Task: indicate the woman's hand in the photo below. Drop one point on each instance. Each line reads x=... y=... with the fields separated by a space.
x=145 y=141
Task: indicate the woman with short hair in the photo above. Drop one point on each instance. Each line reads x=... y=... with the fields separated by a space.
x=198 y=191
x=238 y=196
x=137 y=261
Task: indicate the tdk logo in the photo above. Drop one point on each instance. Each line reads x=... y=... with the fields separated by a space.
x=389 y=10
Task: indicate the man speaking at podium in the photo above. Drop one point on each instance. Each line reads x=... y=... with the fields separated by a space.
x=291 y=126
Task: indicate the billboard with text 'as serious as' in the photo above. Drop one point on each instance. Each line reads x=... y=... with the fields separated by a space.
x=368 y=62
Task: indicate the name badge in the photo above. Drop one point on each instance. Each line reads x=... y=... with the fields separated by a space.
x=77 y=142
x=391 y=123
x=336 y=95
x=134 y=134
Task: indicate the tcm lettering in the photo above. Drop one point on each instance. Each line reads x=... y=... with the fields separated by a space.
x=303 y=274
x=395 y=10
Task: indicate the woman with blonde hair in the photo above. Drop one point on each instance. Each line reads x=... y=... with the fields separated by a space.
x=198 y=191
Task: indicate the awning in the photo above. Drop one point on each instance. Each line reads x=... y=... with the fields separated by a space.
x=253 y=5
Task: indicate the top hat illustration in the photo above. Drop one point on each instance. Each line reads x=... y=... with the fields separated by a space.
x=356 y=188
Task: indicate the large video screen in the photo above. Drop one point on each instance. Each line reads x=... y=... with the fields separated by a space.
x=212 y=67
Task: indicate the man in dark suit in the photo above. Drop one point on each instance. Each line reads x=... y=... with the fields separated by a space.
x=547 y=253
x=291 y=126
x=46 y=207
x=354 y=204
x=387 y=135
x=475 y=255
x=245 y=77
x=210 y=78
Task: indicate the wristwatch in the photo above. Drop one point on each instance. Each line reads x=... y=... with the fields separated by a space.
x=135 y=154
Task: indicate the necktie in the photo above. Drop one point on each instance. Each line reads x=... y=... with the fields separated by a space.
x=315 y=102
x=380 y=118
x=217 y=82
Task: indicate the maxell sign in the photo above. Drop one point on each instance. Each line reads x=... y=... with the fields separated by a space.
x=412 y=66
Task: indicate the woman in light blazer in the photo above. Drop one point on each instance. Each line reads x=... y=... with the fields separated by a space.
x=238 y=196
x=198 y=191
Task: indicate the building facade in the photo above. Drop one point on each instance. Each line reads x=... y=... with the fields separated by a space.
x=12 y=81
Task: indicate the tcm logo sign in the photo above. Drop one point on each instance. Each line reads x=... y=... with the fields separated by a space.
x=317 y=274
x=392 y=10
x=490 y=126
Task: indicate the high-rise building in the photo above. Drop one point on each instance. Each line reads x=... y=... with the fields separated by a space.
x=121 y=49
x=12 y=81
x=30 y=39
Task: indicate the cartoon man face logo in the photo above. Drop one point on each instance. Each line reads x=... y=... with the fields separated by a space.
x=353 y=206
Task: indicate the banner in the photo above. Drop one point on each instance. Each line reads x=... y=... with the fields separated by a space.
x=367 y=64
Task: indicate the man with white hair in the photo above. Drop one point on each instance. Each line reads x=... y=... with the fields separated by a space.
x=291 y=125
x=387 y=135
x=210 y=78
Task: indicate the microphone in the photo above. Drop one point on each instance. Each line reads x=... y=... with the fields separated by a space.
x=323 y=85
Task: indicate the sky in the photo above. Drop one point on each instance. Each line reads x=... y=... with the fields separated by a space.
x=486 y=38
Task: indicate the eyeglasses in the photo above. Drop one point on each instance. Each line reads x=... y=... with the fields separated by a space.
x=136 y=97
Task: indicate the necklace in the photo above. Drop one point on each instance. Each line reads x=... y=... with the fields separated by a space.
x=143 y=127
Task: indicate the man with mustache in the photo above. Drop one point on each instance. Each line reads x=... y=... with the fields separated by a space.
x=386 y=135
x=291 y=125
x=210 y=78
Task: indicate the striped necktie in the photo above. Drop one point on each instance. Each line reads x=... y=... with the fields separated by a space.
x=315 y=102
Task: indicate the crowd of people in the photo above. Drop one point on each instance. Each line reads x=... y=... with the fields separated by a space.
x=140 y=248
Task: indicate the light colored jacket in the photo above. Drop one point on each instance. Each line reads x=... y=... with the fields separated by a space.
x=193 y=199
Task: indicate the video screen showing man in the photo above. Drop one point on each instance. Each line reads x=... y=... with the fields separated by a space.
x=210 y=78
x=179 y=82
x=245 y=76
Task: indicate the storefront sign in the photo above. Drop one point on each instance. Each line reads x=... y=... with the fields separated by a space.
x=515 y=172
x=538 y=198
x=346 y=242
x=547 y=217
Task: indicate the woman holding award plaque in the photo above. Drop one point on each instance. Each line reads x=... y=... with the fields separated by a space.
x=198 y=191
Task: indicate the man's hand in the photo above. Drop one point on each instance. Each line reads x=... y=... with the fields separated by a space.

----

**What you need to do:** Rewrite the rows in the stretch from the line containing "Task: indicate the eyeglasses" through the line containing "x=143 y=127", both ends included, keeping the requests unchanged. Multiply every x and y coordinate in the answers by 1.1 and round to whole numbers, with halves rounded up.

**Correct output:**
Task: indicate the eyeglasses in the photo above. Drop one point on each instance. Each line reads x=... y=... with the fields separated by a space.
x=150 y=107
Task: indicate the necklace in the photo above. Drop one point on each instance. Each line reads x=... y=... with the fields separated by a space.
x=157 y=140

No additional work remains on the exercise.